##### Brano #####

Il cardinale Barbarin: questa settimana il Consiglio della diocesi di Lione ha votato quasi all’unanimità che sia trovata una soluzione duratura al suo ritiro. È possibile per lei, che è molto attaccato alla sinodalità della Chiesa, ascoltare questo appello di una diocesi in una situazione tanto difficile?


«Lui, uomo di Chiesa, ha dato le dimissioni, ma io non posso moralmente accettarle perché giuridicamente, ma anche nella giurisprudenza mondiale classica, c’è la presunzione di innocenza, durante il tempo che la causa è aperta. Lui ha fatto ricorso e la causa è aperta. Poi quando il secondo tribunale dà la sentenza vediamo cosa succede. Ma sempre avere la presunzione di innocenza. Questo è importante perché va contro la superficiale condanna mediatica. Cosa dice la giurisprudenza mondiale? Che se una causa è aperta c’è la presunzione di innocenza. Forse non è innocente ma c’è la presunzione. Una volta ho parlato in un caso in Spagna di come la condanna mediatica ha rovinato la vita di sacerdoti che poi sono stati riconosciuti innocenti. Prima di fare la condanna mediatica, pensarci due volte. E lui ha preferito onestamente: “Ma no, io mi ritiro, prendo un congedo volontario e lascio al vicario generale gestire l’arcidiocesi finché il tribunale dia la sentenza finale”».

##### Record forniti #####

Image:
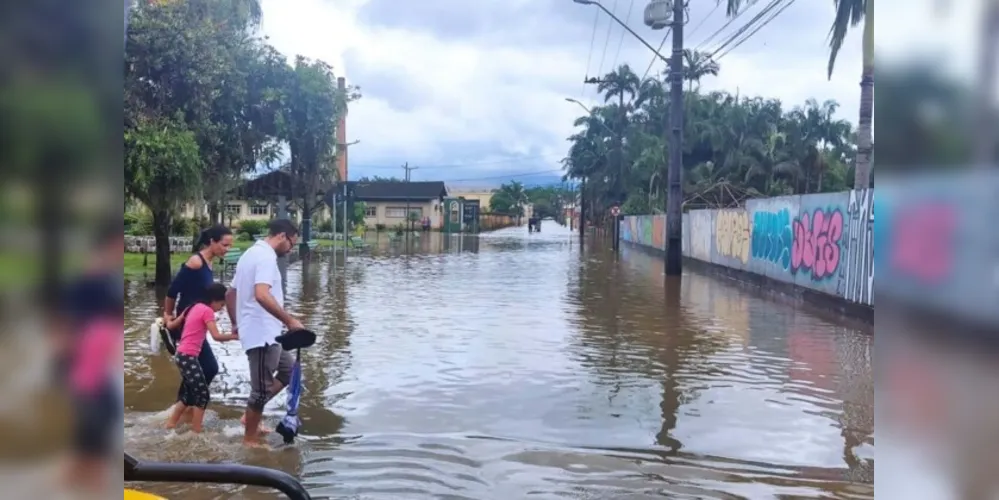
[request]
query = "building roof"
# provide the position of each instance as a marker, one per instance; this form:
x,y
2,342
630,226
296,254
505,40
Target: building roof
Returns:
x,y
372,191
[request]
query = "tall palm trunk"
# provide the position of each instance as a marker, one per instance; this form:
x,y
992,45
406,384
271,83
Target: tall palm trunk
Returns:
x,y
985,142
865,139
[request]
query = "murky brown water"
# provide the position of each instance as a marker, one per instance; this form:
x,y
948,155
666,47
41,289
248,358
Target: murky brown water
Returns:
x,y
512,366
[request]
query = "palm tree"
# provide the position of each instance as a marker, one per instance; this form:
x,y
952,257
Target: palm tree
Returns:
x,y
697,66
850,13
618,83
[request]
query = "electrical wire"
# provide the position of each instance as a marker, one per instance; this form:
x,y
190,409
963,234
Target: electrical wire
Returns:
x,y
660,49
756,19
750,35
707,40
603,57
620,43
705,19
507,176
462,165
589,56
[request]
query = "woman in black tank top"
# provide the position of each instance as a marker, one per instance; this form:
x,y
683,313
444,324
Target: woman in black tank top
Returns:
x,y
188,288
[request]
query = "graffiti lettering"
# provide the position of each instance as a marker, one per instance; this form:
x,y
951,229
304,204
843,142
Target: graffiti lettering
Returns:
x,y
817,243
772,237
732,234
922,242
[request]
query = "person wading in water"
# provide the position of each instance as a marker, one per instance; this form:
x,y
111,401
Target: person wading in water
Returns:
x,y
187,289
256,300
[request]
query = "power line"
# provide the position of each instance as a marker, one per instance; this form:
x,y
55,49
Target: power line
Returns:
x,y
655,57
756,19
507,176
704,20
716,33
620,42
408,169
750,35
462,165
610,25
589,56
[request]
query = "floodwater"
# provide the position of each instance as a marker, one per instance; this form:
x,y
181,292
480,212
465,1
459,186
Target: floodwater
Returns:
x,y
515,366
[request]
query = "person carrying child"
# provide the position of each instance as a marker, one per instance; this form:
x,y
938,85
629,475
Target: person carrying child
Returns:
x,y
198,323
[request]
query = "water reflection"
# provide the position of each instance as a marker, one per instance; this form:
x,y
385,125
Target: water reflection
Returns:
x,y
517,365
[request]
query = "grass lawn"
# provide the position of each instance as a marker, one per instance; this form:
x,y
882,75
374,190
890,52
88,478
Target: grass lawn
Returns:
x,y
134,267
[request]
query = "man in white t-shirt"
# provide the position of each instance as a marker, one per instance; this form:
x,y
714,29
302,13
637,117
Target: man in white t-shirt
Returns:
x,y
256,304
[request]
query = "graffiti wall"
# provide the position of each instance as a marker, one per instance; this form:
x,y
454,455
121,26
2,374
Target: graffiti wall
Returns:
x,y
824,242
645,230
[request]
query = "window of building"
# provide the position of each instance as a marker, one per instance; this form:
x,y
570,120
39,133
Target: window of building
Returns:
x,y
400,212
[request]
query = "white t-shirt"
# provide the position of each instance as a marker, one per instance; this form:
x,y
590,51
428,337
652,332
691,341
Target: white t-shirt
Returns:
x,y
257,265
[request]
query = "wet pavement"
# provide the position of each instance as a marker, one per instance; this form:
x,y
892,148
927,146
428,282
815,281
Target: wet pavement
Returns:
x,y
516,366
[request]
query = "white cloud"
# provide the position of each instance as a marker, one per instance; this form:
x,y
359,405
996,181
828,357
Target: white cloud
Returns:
x,y
495,94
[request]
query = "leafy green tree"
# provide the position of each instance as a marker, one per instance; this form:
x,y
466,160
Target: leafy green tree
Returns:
x,y
735,147
177,63
850,13
307,122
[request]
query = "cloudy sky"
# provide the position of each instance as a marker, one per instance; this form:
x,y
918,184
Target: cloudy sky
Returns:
x,y
474,90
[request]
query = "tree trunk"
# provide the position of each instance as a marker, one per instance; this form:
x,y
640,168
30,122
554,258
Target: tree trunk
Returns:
x,y
306,230
865,138
985,131
214,214
161,234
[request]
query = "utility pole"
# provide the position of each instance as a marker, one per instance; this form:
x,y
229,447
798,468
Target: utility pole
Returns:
x,y
582,212
660,14
674,202
408,169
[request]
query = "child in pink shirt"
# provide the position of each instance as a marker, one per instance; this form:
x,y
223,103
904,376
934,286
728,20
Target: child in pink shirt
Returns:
x,y
198,322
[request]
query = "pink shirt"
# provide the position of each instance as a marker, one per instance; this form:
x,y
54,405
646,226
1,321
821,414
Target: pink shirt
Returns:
x,y
195,329
100,348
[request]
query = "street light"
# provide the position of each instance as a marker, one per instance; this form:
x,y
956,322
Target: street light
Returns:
x,y
589,112
660,14
625,25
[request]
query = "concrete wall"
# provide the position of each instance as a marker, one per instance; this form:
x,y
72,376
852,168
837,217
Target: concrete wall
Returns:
x,y
823,242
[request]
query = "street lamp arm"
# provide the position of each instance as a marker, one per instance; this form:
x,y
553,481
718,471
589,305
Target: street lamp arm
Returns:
x,y
589,112
625,26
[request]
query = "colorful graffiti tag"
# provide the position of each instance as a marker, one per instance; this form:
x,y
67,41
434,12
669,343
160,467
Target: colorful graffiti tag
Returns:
x,y
732,234
772,237
645,230
816,248
823,241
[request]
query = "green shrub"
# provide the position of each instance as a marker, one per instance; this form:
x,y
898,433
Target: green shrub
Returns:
x,y
183,226
253,227
141,224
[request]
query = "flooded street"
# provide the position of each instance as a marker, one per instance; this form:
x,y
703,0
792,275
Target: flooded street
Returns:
x,y
514,366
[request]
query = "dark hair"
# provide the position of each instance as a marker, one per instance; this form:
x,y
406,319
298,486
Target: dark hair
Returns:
x,y
211,235
215,293
282,226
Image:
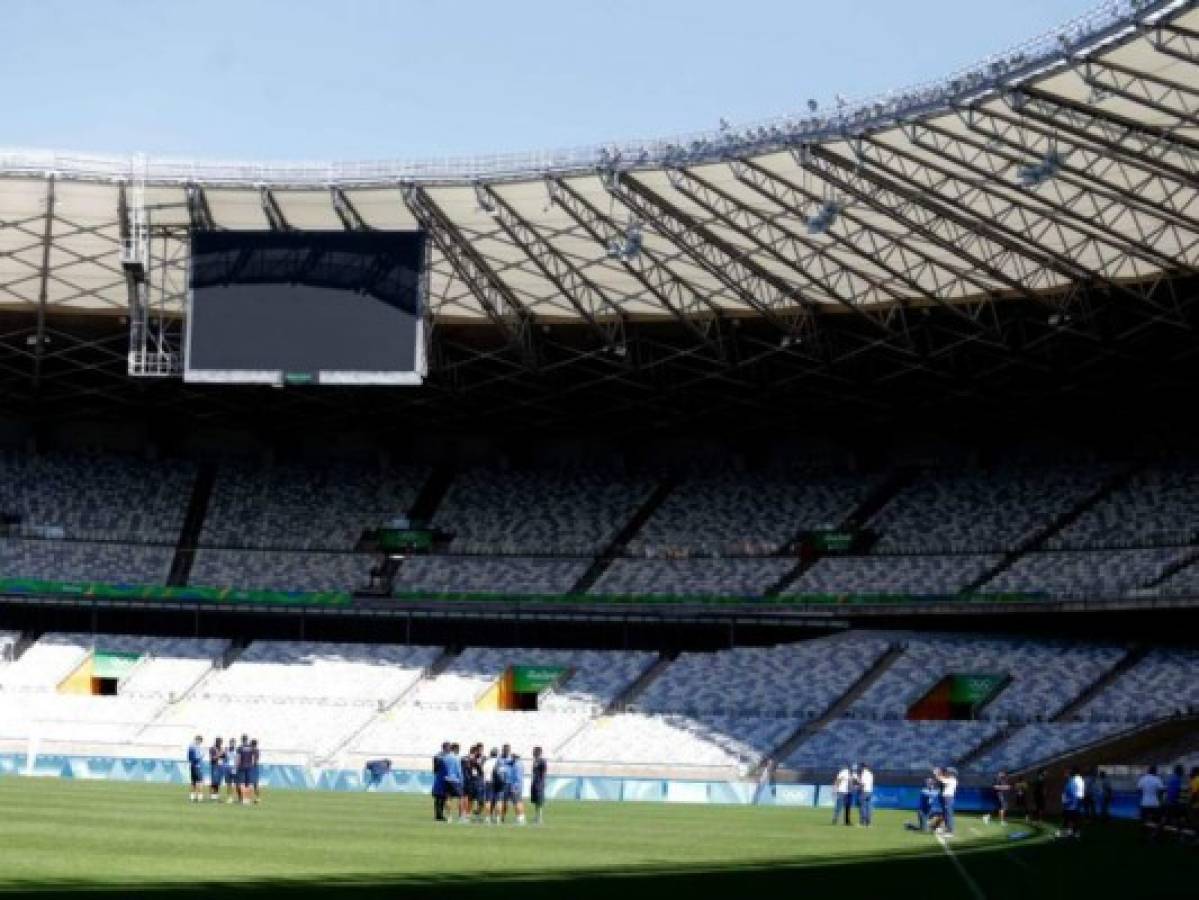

#####

Compiti da svolgere:
(A) Trascriva dal brano sul cardinale Barbarin tutto ciò che va da "Il cardinale Barbarin: questa" fino a "situazione tanto difficile?".
(B) Indichi se ciascuna delle seguenti affermazioni concorda con il brano sul cardinale Barbarin, rispondendo sì o no e citando le parole decisive del brano: (i) il Consiglio della diocesi di Lione ha votato all'unanimità; (ii) chi risponde afferma di non poter accettare moralmente le dimissioni; (iii) chi risponde ricorda di aver parlato di un caso avvenuto in Francia.

Soluzioni svolte:
(A)
Il cardinale Barbarin: questa settimana il Consiglio della diocesi di Lione ha votato quasi all’unanimità che sia trovata una soluzione duratura al suo ritiro. È possibile per lei, che è molto attaccato alla sinodalità della Chiesa, ascoltare questo appello di una diocesi in una situazione tanto difficile?

(B)
(i) No: "ha votato quasi all’unanimità".
(ii) Sì: "io non posso moralmente accettarle".
(iii) No: "Una volta ho parlato in un caso in Spagna".